I’ve come to the Rich Waters.
To the Mother Womb of depths;
to return something that was not mine to carry.
I’ve climbed to the Windy Peaks.
To Father Sky’s vast expanse;
to release something that was not mine to carry.
I’ve pressed my face to the Dark Earth.
To the fecund under belly;
to bury something that was not mine to carry.
This was never mine to carry,
and so I let it go back into the World.
Apranihita is the Sanskrit term for the teaching of aimlessness and means not setting an object or goal in front of you and running after it. It means to release the need to know and to have. To just be.
“We must bring a revolution in our thinking: we must stop. We must do as the flower does. The flower is aware of the fact that it contains everything within it, the whole cosmos, and it does not try to become something else. It is the same for you.” ~ Thich Nhat Hanh
For me, right now, this means releasing the need to know the way forward, sometimes it’s through aimlessness that all is revealed. Taking some deep breaths and surrendering.
And after this video/meditation, you really can’t help but to surrender.
Even just a little.
The Great Bell Chant (The End of Suffering)
Read by Thich Nath Hanh, chanted by brother Phap Niem.

Entries from a point annotation set:
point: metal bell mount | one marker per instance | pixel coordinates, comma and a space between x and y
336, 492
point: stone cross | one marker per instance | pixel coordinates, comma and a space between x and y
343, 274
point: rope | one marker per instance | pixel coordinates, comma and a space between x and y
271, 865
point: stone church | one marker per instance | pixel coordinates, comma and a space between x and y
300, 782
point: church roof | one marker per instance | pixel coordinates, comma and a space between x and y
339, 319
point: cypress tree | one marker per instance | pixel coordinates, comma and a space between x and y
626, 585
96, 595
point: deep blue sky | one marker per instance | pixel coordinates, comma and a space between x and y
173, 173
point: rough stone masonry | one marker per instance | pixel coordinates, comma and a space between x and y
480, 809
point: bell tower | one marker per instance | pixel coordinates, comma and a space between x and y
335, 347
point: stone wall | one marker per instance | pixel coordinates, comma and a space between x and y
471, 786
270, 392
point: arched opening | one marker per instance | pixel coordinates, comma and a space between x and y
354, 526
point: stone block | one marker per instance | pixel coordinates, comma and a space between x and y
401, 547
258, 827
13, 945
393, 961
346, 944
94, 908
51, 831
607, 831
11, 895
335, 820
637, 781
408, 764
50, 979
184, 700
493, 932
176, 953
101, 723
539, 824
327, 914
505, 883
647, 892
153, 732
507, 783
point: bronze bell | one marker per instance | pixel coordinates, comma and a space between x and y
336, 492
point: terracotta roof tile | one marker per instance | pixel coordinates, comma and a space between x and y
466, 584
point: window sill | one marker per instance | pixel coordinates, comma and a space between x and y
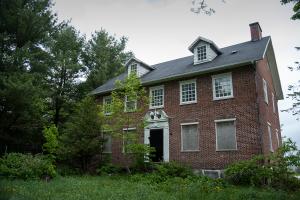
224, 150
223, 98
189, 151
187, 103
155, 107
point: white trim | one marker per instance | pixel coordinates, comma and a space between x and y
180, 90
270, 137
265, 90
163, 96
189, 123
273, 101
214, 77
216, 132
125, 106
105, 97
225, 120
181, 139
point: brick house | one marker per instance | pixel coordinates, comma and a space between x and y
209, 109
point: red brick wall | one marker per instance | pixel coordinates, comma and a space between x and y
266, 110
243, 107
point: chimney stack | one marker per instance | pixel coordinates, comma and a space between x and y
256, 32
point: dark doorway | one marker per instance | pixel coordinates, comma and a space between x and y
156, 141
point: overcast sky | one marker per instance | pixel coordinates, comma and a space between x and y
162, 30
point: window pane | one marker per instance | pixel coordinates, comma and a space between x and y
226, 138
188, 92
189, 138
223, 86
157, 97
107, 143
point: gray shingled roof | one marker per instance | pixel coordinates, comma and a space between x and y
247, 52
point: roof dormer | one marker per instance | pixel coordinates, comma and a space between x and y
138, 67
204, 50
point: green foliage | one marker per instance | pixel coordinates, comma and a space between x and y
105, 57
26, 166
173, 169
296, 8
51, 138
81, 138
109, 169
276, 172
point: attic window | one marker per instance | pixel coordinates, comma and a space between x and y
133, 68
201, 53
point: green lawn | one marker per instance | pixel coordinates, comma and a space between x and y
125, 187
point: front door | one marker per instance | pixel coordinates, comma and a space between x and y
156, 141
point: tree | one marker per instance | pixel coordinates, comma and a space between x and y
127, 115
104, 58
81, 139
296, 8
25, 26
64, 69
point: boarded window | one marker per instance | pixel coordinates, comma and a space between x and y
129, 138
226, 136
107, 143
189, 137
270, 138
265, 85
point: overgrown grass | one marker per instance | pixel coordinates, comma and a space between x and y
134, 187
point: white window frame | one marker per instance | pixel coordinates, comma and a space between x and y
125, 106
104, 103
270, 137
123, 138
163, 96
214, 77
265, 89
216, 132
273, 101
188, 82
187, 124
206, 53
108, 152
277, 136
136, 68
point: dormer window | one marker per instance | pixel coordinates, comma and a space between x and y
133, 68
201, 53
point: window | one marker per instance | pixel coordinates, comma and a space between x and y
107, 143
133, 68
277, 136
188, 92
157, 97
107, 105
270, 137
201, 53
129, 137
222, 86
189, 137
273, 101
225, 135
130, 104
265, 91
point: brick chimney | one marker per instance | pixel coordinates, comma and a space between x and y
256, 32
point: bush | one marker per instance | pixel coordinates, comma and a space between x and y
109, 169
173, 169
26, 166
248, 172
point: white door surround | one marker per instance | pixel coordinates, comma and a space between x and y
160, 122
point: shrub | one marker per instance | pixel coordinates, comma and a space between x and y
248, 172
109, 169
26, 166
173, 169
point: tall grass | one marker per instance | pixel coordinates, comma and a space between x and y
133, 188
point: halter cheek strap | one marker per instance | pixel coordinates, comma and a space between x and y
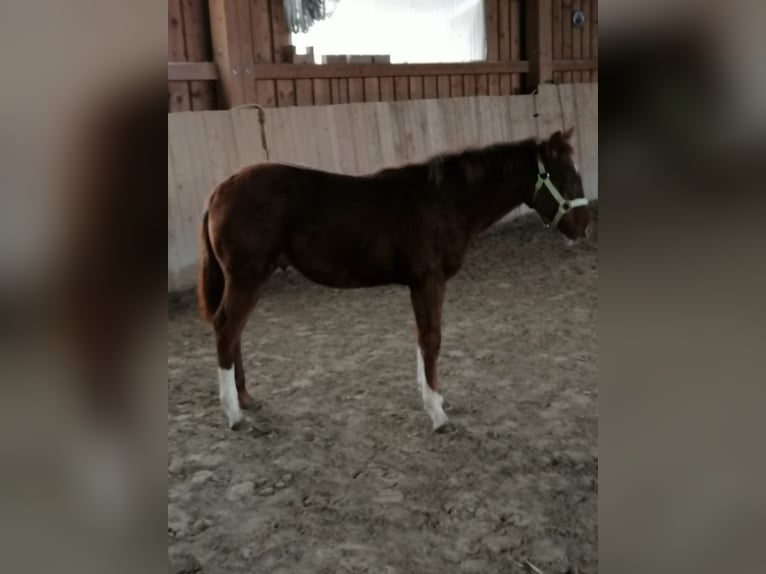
...
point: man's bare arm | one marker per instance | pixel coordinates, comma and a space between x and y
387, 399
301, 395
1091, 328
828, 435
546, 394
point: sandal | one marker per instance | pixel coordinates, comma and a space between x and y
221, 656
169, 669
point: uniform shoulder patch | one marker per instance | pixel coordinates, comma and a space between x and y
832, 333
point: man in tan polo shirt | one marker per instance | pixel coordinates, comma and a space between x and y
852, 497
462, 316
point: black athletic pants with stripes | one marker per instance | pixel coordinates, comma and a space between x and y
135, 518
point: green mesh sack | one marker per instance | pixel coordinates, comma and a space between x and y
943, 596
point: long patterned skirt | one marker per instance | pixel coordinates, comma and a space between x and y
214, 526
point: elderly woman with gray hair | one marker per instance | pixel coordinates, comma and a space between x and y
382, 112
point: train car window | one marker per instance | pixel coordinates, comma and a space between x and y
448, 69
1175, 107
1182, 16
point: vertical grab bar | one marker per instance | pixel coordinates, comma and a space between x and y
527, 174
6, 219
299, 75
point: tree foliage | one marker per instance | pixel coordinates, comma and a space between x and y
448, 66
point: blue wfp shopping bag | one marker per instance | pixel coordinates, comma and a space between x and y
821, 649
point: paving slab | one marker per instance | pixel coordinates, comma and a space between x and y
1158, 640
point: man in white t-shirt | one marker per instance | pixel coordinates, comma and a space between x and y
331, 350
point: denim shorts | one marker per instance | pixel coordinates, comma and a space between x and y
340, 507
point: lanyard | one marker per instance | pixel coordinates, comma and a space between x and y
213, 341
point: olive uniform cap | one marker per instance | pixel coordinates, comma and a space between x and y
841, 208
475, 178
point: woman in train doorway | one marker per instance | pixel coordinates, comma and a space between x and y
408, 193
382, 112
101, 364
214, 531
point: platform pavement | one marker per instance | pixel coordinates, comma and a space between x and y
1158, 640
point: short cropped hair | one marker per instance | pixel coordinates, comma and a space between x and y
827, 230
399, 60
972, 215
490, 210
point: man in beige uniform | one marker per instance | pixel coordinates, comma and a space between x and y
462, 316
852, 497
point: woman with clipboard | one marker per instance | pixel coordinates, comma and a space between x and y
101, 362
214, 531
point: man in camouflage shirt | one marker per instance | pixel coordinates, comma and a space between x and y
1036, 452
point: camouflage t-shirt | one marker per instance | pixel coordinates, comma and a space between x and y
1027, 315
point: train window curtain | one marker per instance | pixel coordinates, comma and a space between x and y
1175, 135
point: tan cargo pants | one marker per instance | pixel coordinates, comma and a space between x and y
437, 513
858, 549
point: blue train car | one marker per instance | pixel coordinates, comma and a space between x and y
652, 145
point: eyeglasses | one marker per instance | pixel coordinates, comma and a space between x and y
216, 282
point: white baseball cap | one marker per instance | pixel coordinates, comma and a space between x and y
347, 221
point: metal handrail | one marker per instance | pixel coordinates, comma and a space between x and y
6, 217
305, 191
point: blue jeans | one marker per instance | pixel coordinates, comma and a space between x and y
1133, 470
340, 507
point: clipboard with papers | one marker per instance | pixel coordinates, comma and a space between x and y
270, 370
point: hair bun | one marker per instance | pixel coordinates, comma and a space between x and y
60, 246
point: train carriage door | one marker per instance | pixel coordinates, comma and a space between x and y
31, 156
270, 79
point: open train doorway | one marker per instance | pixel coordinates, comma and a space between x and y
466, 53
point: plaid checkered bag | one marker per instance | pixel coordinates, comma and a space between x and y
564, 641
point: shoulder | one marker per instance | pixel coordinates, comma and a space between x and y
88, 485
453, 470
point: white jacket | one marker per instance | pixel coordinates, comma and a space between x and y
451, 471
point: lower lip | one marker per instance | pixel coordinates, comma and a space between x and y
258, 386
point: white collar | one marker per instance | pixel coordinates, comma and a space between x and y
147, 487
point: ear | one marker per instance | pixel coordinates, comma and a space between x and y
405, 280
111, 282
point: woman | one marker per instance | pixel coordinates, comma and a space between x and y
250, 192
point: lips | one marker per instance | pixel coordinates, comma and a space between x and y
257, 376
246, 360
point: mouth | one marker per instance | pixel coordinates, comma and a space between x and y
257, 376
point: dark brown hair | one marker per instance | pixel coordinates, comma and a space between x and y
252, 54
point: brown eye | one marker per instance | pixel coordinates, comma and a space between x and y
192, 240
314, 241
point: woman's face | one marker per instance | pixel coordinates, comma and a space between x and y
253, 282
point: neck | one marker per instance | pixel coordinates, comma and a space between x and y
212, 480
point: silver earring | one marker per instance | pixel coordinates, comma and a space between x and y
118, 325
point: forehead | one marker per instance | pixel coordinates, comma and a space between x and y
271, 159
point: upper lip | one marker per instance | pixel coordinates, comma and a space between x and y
...
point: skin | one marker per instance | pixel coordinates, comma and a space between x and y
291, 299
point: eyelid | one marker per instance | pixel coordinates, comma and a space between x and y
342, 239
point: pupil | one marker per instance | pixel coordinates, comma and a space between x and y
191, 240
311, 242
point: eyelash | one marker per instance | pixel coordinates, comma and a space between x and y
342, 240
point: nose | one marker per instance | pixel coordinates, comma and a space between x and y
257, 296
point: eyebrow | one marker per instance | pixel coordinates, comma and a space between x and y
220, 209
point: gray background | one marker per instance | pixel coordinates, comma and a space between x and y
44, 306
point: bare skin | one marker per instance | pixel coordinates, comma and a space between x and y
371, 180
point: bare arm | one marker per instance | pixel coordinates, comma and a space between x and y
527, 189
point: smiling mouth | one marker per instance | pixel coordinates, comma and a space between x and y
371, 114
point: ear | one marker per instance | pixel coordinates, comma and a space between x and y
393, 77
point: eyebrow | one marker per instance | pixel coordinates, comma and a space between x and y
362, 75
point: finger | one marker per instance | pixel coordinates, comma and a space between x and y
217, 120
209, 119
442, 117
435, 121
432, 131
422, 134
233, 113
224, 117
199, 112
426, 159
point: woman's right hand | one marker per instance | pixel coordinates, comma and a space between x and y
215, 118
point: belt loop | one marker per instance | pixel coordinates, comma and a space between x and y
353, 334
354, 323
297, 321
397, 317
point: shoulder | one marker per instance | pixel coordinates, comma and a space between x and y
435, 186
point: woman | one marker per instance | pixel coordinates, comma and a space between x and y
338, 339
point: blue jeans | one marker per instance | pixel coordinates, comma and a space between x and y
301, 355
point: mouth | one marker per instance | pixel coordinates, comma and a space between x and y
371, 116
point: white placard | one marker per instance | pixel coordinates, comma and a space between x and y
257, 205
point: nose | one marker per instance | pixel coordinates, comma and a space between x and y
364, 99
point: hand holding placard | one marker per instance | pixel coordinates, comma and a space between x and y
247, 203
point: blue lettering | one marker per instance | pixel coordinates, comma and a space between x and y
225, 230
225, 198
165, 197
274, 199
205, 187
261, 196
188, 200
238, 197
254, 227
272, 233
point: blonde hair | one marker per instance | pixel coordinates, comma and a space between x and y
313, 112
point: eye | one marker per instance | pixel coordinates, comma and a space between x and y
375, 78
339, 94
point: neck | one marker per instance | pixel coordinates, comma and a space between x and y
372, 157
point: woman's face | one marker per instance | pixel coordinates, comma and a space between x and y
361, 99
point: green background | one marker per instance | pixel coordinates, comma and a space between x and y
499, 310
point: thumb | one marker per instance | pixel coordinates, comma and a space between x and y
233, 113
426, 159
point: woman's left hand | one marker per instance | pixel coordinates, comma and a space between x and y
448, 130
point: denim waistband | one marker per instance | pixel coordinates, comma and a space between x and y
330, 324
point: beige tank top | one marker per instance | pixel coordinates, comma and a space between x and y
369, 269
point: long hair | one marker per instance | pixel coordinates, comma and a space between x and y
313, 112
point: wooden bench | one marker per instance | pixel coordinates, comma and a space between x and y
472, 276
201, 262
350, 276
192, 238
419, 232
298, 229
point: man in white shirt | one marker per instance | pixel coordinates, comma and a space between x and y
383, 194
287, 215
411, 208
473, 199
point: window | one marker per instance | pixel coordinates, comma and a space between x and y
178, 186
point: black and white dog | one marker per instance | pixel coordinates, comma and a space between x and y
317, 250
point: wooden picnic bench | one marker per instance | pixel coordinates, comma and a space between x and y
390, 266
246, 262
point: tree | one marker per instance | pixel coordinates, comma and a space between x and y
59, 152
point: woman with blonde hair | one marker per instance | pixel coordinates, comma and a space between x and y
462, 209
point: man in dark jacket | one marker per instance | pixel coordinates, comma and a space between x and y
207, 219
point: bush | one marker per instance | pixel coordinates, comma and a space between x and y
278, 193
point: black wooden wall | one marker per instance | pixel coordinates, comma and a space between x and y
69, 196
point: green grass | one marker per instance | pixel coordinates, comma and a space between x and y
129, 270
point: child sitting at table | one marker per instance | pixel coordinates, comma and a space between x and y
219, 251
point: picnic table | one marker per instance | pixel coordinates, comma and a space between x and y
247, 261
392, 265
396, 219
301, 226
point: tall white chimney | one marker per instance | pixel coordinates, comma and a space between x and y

* [Request] In the reflection, which teaching does the Sanskrit term Apranihita name?

* [Solution for this problem] The teaching of aimlessness.